→ **Records supplied**:

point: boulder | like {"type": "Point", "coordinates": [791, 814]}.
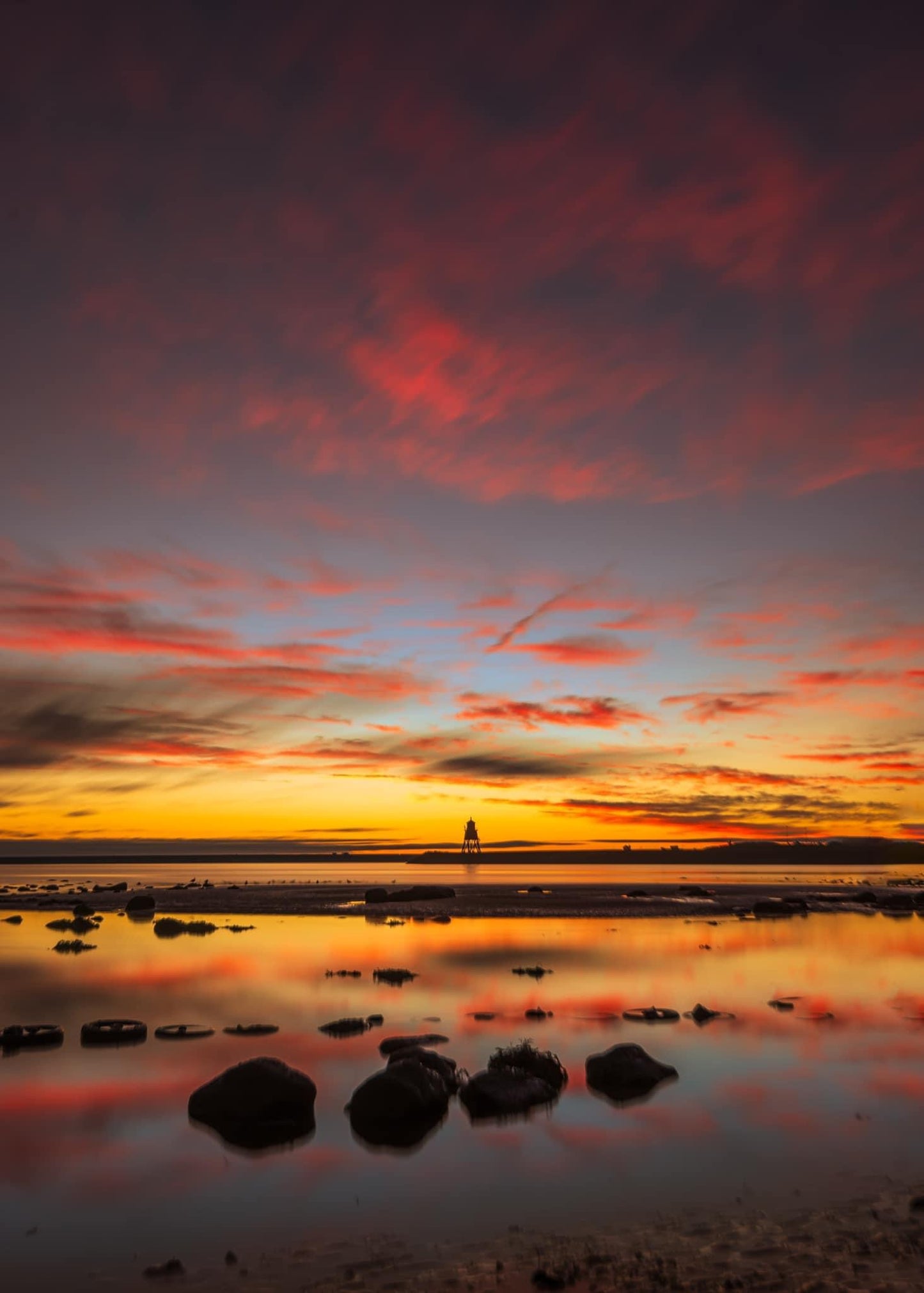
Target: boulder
{"type": "Point", "coordinates": [626, 1072]}
{"type": "Point", "coordinates": [528, 1059]}
{"type": "Point", "coordinates": [499, 1093]}
{"type": "Point", "coordinates": [388, 1045]}
{"type": "Point", "coordinates": [400, 1104]}
{"type": "Point", "coordinates": [415, 894]}
{"type": "Point", "coordinates": [344, 1027]}
{"type": "Point", "coordinates": [141, 903]}
{"type": "Point", "coordinates": [779, 907]}
{"type": "Point", "coordinates": [442, 1066]}
{"type": "Point", "coordinates": [896, 901]}
{"type": "Point", "coordinates": [256, 1104]}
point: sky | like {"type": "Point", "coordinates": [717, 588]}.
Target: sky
{"type": "Point", "coordinates": [412, 411]}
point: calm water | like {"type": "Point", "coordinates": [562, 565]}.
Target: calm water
{"type": "Point", "coordinates": [96, 1148]}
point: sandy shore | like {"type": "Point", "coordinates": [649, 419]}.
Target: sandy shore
{"type": "Point", "coordinates": [868, 1246]}
{"type": "Point", "coordinates": [498, 899]}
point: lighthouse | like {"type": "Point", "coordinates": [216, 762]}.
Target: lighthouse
{"type": "Point", "coordinates": [471, 843]}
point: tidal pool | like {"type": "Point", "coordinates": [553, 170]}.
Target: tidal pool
{"type": "Point", "coordinates": [97, 1151]}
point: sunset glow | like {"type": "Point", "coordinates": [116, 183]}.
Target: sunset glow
{"type": "Point", "coordinates": [411, 415]}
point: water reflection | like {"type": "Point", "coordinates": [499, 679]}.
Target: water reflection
{"type": "Point", "coordinates": [97, 1142]}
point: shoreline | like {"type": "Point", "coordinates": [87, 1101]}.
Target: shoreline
{"type": "Point", "coordinates": [498, 900]}
{"type": "Point", "coordinates": [869, 1244]}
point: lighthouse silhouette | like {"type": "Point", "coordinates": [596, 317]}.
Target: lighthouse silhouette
{"type": "Point", "coordinates": [471, 843]}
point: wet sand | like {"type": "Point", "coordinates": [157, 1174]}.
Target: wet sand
{"type": "Point", "coordinates": [501, 899]}
{"type": "Point", "coordinates": [873, 1244]}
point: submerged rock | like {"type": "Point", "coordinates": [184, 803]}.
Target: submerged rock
{"type": "Point", "coordinates": [168, 928]}
{"type": "Point", "coordinates": [779, 907]}
{"type": "Point", "coordinates": [442, 1066]}
{"type": "Point", "coordinates": [398, 1104]}
{"type": "Point", "coordinates": [415, 894]}
{"type": "Point", "coordinates": [498, 1093]}
{"type": "Point", "coordinates": [626, 1071]}
{"type": "Point", "coordinates": [526, 1058]}
{"type": "Point", "coordinates": [256, 1104]}
{"type": "Point", "coordinates": [140, 903]}
{"type": "Point", "coordinates": [397, 978]}
{"type": "Point", "coordinates": [344, 1027]}
{"type": "Point", "coordinates": [388, 1045]}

→ **Exercise objective**:
Write out every line from the one containing "point: wet sand" through the last line, keeping each line in place. Add 120 to each coordinate in the answer points only.

→ **Output of the exercise**:
point: wet sand | like {"type": "Point", "coordinates": [157, 1174]}.
Target: wet sand
{"type": "Point", "coordinates": [621, 1019]}
{"type": "Point", "coordinates": [993, 1364]}
point: submerged rock | like {"type": "Point", "coordinates": [184, 803]}.
Target: submerged rock
{"type": "Point", "coordinates": [288, 1048]}
{"type": "Point", "coordinates": [899, 1027]}
{"type": "Point", "coordinates": [562, 1186]}
{"type": "Point", "coordinates": [518, 1224]}
{"type": "Point", "coordinates": [535, 1014]}
{"type": "Point", "coordinates": [618, 1213]}
{"type": "Point", "coordinates": [746, 1191]}
{"type": "Point", "coordinates": [646, 1178]}
{"type": "Point", "coordinates": [376, 1224]}
{"type": "Point", "coordinates": [260, 1023]}
{"type": "Point", "coordinates": [517, 1098]}
{"type": "Point", "coordinates": [464, 1147]}
{"type": "Point", "coordinates": [508, 1165]}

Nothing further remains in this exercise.